Records supplied START
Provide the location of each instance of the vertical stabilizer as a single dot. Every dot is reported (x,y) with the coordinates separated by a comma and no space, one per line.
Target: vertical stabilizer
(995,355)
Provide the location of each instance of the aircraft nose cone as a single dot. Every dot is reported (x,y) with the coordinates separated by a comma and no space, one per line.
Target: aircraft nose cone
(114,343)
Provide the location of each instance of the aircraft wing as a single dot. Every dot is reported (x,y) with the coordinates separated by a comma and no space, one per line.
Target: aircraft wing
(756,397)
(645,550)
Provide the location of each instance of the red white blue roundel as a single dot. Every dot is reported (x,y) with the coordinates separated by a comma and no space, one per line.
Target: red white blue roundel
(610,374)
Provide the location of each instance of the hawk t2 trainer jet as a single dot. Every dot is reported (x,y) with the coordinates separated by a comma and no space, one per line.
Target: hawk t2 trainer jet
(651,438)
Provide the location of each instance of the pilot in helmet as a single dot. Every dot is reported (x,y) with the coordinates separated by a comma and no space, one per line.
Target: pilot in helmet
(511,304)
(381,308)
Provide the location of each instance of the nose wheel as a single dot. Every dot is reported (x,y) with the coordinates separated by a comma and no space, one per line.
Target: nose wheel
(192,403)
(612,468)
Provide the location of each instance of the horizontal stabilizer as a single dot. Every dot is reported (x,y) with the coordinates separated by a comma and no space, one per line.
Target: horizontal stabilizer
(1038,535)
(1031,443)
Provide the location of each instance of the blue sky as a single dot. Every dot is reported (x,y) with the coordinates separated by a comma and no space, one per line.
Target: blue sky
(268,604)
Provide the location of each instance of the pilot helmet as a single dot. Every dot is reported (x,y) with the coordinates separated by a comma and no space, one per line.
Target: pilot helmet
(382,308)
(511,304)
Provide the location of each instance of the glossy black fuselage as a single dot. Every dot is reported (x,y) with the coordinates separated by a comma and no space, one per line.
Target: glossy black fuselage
Records supplied END
For each line above that includes the word "black", make a copy of that line.

● Answer for the task
Provide the location of each instance of the glossy black fuselage as a single dot. Every dot is reported (x,y) with the coordinates separated by a comma and no space, one per line.
Target: glossy black fuselage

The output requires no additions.